[Records contained in a dataset]
+===+
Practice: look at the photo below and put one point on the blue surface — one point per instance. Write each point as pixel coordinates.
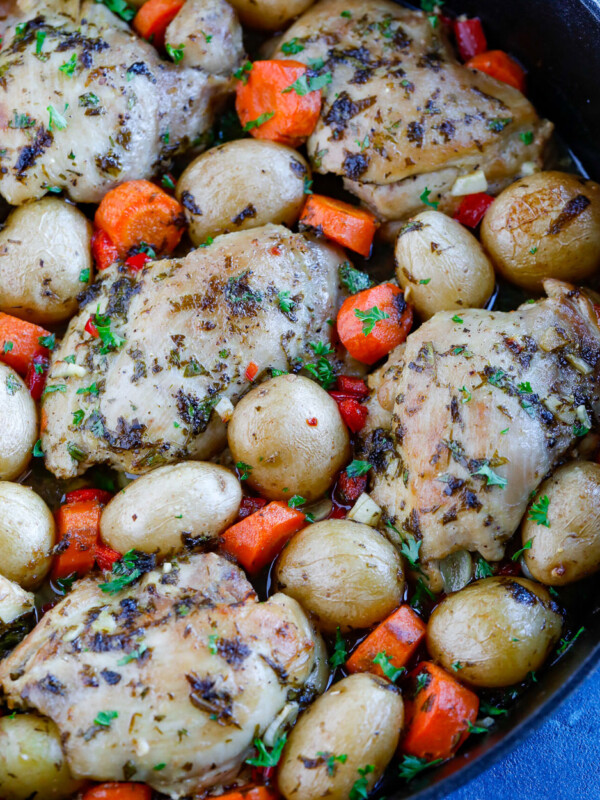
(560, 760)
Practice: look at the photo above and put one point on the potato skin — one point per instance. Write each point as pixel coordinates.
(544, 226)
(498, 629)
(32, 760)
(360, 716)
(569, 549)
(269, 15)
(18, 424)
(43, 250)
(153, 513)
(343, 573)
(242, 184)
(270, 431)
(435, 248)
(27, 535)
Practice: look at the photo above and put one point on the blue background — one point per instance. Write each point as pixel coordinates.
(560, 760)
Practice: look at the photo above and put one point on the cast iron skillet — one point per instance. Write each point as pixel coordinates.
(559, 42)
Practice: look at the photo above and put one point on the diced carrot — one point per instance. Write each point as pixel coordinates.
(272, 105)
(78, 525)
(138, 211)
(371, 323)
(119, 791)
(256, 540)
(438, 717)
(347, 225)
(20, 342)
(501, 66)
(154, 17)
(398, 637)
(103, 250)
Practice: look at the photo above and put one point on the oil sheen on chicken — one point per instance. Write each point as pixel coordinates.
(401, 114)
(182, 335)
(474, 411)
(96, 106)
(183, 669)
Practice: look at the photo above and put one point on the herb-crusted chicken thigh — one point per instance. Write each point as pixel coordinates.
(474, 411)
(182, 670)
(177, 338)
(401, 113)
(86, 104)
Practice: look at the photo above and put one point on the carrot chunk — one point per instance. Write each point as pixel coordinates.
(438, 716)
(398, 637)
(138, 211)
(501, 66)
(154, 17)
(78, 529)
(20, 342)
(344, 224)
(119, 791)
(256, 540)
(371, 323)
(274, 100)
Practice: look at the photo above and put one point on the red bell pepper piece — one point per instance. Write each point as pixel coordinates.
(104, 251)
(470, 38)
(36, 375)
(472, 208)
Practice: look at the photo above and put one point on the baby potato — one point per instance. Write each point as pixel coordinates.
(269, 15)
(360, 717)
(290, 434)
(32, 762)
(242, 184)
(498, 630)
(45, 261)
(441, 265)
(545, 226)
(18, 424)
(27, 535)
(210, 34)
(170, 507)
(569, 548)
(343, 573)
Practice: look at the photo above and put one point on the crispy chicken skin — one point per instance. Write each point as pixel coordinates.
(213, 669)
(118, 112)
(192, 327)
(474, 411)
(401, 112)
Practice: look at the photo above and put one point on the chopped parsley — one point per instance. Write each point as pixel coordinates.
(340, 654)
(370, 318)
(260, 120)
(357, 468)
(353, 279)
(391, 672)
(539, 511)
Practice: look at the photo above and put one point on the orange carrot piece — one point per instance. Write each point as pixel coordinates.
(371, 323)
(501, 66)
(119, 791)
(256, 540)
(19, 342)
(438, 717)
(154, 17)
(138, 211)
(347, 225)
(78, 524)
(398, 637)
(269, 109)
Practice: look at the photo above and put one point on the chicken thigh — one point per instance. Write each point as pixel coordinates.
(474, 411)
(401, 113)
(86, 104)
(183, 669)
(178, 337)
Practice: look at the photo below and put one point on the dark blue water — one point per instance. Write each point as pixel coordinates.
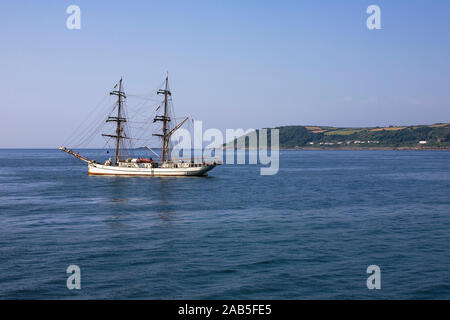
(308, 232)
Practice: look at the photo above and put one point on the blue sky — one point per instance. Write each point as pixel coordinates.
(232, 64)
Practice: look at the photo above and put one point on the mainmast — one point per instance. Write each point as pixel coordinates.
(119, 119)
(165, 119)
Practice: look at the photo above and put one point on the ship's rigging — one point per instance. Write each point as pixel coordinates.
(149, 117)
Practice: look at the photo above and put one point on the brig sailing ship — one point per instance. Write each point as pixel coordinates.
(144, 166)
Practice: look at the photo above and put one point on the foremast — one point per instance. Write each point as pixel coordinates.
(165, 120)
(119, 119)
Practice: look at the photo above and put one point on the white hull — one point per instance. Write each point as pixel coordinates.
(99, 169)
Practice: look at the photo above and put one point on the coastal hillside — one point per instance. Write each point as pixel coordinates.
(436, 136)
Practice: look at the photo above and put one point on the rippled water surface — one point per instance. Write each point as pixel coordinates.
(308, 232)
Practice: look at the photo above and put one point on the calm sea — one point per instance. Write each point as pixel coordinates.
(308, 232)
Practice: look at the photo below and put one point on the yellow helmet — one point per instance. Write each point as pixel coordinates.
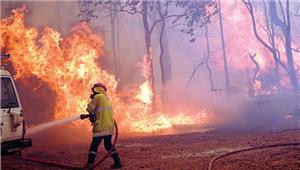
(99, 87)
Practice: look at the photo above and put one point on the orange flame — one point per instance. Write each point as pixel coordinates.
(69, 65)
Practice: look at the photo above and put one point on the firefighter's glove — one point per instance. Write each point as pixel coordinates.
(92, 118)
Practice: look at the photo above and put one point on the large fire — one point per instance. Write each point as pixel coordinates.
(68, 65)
+===+
*CHALLENGE:* Return the records exactly. Don't carry the pictures over.

*SOLVED EXERCISE:*
Practice: look at the photo below and put one point on the blue surface — one point per instance. Write each point as pixel coordinates.
(560, 760)
Practice: look at the photo above and put one point on the potato skin — one point per instance. Write each point as pixel coordinates.
(544, 226)
(498, 629)
(32, 760)
(360, 716)
(569, 549)
(269, 15)
(18, 424)
(43, 250)
(153, 513)
(343, 573)
(242, 184)
(270, 431)
(435, 248)
(27, 535)
Practice: look at the photo above and put one point on the blue background — one point per instance. Write each point as pixel coordinates.
(560, 760)
Practice: look at the photo above and put one point on the cast iron skillet — one point per instance. Write each point as pixel coordinates.
(559, 42)
Practice: look at the photo above and put one point on the diced carrot — one point per instance. Write each point as pixel coordinates.
(272, 105)
(78, 525)
(138, 211)
(371, 323)
(119, 791)
(256, 540)
(438, 717)
(347, 225)
(20, 342)
(501, 66)
(154, 17)
(398, 637)
(103, 250)
Practice: look at the photo above and put one point on the oil sheen on chicken — one point per instance. Write each point as pixel coordinates.
(401, 114)
(182, 335)
(474, 411)
(96, 106)
(183, 669)
Practice: look at the photo above and put one point on the herb-crusted chicken thigh — one point per instance. Write each point as pixel coordinates.
(474, 411)
(182, 670)
(177, 338)
(401, 113)
(86, 104)
Practice: look at the photo above and put one point on the carrot chunk — one point per instance. Write each point as pixel coordinates.
(438, 716)
(398, 637)
(138, 211)
(501, 66)
(154, 17)
(78, 529)
(20, 342)
(344, 224)
(119, 791)
(256, 540)
(371, 323)
(274, 100)
Practice: look at the photo above and put one point on the red bell pepper piece — one point per instance. Write each point as pixel coordinates.
(104, 251)
(470, 38)
(36, 375)
(472, 208)
Practice: look at the photo above and put one point on the baby potato — one point per instance. Write each point as pixel coordinates.
(269, 15)
(360, 717)
(290, 434)
(32, 762)
(242, 184)
(498, 630)
(45, 261)
(441, 265)
(545, 226)
(18, 424)
(27, 535)
(210, 34)
(170, 507)
(569, 548)
(343, 573)
Practice: look at the photo above and put one point on the crispy chicken skin — one point per instance. Write each point as pixel coordinates.
(213, 669)
(118, 112)
(192, 327)
(474, 411)
(401, 112)
Practice: look at the photo above and put one point on the chopped parsley — one point per instance. Write each point as pixel coordinates.
(340, 654)
(370, 318)
(260, 120)
(357, 468)
(353, 279)
(391, 672)
(539, 511)
Practice: look at the photo above and put one point on the orange carrot piece — one point per instance. Write each point as pixel coordinates.
(371, 323)
(501, 66)
(119, 791)
(256, 540)
(19, 342)
(438, 717)
(154, 17)
(138, 211)
(347, 225)
(78, 524)
(398, 637)
(269, 109)
Practice: look at the photo above and put one point on the chicken thigh — one point per instance. Write each point as pixel coordinates.
(474, 411)
(401, 113)
(86, 104)
(183, 669)
(178, 337)
Practice: look at the photo below and put one point on the dark blue water — one point per instance. Write each point as pixel coordinates.
(308, 232)
Practice: look at the photo above and put one point on the blue sky — one point per instance. Write each point as pixel coordinates.
(232, 64)
Practice: look at the photo above and put one point on the mainmast — one point per instance. Write each point as pixel coordinates.
(119, 119)
(165, 119)
Practice: look at the photo above and put one point on the ship's rigging — one point per instance. Write each point as pixel coordinates.
(149, 117)
Practice: look at the photo above and put one point on the brig sailing ship — one point per instance. Write each point as pixel coordinates.
(144, 166)
Practice: look at the photo above and put one point on the foremast — one point per instance. Write each point as pixel coordinates.
(165, 120)
(119, 119)
Practice: look at the photo above and put one point on the white hull — one point per instance. Write each point as pixel coordinates.
(99, 169)
Practice: look at the photo above and put one point on the coastal hillside — one point per instance. Write each point as pixel coordinates.
(436, 136)
Practice: look at the photo above and put one point on the rippled water surface — one point per instance. Write each point as pixel coordinates.
(308, 232)
Practice: look at the photo above and put one point on the calm sea — one point per instance. Write each point as pixel coordinates.
(308, 232)
Practice: look at the photo below and put one point on the yellow helmet — one point per instance. Write each point as pixel coordinates.
(99, 87)
Practice: look at the photo above and put one point on the orange flame — one point per instance. Write each point as pixel coordinates.
(69, 65)
Practice: look at the photo above and put one point on the firefighter's glove — one point per instance. Write each point as pixel coordinates.
(92, 118)
Practice: look at the photo above and put one point on the large fire — one point per instance. Write each point as pixel coordinates.
(68, 65)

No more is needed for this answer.